Goal:
Select every line in the data below that contains the word "apartment", and copy each of those lines out in full.

(Location identification items)
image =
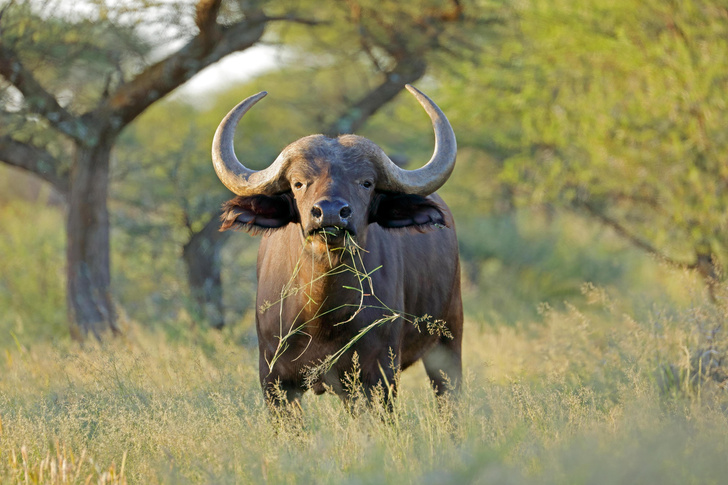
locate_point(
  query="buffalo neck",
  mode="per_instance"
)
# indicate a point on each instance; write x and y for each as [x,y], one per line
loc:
[327,275]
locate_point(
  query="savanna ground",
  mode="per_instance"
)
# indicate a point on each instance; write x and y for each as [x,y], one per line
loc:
[621,383]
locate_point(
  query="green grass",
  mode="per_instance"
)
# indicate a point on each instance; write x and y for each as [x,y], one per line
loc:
[613,382]
[574,397]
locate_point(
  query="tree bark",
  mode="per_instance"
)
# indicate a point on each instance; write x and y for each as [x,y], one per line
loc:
[90,306]
[201,256]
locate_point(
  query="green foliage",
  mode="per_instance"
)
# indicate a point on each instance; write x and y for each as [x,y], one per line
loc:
[572,397]
[618,108]
[32,283]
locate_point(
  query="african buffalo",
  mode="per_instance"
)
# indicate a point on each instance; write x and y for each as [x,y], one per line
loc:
[358,256]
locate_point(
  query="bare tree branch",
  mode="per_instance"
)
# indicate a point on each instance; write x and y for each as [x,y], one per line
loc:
[212,44]
[38,99]
[405,72]
[33,159]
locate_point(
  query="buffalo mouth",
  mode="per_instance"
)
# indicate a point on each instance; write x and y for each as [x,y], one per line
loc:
[331,234]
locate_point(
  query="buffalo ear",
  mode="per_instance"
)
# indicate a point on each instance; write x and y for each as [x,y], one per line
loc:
[257,213]
[393,211]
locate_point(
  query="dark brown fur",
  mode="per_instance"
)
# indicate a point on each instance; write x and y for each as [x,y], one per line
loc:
[410,241]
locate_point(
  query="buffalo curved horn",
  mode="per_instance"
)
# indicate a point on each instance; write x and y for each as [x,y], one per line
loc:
[432,176]
[234,175]
[423,181]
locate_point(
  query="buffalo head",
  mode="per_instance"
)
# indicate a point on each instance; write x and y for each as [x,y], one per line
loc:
[332,187]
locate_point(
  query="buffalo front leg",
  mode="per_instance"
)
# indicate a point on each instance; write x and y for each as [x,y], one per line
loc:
[443,364]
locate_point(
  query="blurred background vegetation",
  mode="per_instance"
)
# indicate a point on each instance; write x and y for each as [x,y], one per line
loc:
[590,197]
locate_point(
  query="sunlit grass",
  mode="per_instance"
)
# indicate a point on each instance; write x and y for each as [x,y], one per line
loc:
[574,397]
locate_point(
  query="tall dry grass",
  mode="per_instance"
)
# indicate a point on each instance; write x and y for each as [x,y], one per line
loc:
[577,396]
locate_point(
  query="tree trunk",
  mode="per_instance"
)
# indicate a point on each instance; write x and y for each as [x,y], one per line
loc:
[90,308]
[201,255]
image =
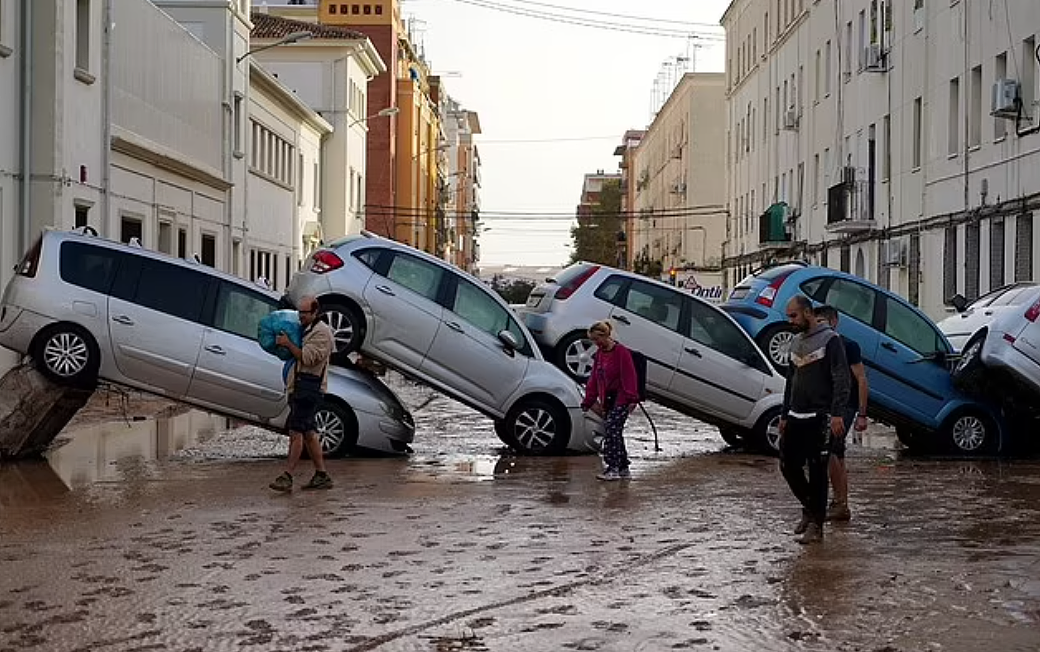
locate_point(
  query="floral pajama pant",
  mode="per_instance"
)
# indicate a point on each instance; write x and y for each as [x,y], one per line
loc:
[615,454]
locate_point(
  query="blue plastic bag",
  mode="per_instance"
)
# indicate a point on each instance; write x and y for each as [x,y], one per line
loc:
[278,321]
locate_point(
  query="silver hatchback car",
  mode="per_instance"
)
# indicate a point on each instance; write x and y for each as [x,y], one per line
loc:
[700,361]
[85,308]
[437,323]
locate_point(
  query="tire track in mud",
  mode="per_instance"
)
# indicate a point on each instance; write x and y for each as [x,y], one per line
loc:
[604,577]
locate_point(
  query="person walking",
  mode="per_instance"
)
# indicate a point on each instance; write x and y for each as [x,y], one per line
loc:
[854,416]
[813,400]
[613,393]
[306,385]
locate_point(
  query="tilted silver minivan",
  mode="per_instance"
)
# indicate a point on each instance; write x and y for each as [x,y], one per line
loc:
[85,308]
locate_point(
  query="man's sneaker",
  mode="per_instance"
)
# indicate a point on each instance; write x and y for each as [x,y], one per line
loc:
[319,480]
[804,523]
[813,533]
[282,483]
[838,512]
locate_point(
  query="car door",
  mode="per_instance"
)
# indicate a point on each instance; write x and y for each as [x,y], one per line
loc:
[467,354]
[233,371]
[713,372]
[646,318]
[403,296]
[911,374]
[155,322]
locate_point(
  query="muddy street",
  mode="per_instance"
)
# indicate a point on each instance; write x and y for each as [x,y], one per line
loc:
[162,536]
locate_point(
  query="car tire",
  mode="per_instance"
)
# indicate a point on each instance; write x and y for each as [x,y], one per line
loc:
[536,426]
[969,432]
[347,327]
[969,370]
[337,427]
[68,355]
[775,342]
[767,433]
[574,356]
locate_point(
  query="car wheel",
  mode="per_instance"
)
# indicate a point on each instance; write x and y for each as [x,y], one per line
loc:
[68,355]
[767,434]
[538,427]
[337,428]
[347,327]
[967,374]
[731,436]
[574,356]
[776,342]
[970,433]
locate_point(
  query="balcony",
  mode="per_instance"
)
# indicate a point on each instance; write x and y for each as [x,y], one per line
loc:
[849,206]
[773,228]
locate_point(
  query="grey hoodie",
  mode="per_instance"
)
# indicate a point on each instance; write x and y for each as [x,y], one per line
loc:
[817,376]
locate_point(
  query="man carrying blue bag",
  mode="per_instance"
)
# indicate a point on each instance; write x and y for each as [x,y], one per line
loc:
[306,383]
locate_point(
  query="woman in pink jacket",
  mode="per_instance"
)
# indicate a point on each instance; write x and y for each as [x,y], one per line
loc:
[613,393]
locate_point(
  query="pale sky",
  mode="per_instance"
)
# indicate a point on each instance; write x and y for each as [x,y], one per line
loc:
[533,79]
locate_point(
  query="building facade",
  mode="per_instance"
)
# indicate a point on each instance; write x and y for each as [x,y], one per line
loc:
[897,140]
[330,73]
[283,210]
[679,176]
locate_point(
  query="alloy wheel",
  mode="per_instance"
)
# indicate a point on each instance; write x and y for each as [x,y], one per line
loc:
[67,354]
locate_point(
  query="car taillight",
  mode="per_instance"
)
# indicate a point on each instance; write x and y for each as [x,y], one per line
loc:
[768,295]
[1034,311]
[570,288]
[326,261]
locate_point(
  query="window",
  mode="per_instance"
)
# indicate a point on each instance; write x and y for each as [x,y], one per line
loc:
[209,250]
[418,276]
[853,300]
[88,266]
[918,135]
[906,327]
[239,310]
[83,34]
[186,303]
[658,305]
[954,114]
[130,228]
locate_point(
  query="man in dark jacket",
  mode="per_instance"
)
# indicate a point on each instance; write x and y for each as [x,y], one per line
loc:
[813,403]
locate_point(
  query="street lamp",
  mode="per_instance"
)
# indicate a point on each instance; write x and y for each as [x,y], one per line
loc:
[295,36]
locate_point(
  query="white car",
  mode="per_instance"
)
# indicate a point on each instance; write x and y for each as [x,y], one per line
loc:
[437,323]
[970,318]
[1008,345]
[700,361]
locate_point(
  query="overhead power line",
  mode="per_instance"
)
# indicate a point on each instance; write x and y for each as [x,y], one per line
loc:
[649,30]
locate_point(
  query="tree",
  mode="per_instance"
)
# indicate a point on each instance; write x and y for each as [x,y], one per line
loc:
[596,235]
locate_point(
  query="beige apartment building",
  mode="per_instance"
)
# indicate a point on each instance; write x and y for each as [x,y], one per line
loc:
[677,175]
[895,140]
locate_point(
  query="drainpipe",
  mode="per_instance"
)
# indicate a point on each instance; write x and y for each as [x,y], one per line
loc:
[25,190]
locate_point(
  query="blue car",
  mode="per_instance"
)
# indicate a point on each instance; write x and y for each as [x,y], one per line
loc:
[906,356]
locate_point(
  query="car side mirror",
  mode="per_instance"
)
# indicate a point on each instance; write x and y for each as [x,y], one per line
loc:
[509,340]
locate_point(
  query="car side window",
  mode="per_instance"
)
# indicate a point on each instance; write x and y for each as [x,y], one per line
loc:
[418,276]
[906,327]
[172,289]
[88,266]
[239,310]
[656,304]
[852,298]
[608,289]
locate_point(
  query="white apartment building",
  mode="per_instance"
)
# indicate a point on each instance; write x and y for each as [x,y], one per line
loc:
[897,140]
[330,73]
[285,153]
[678,176]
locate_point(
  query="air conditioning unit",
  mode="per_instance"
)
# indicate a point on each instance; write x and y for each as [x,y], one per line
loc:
[875,57]
[790,120]
[1006,99]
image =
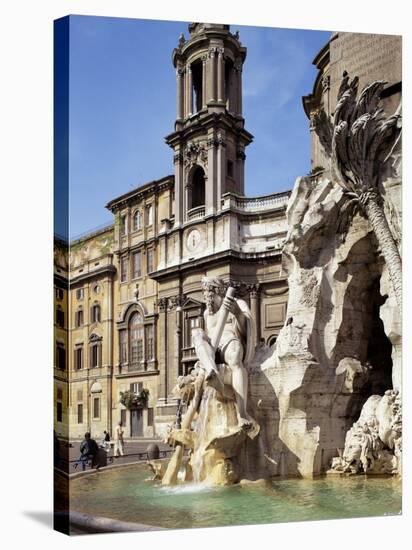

Response:
  query="beige apartment building",
  query="white apartment building",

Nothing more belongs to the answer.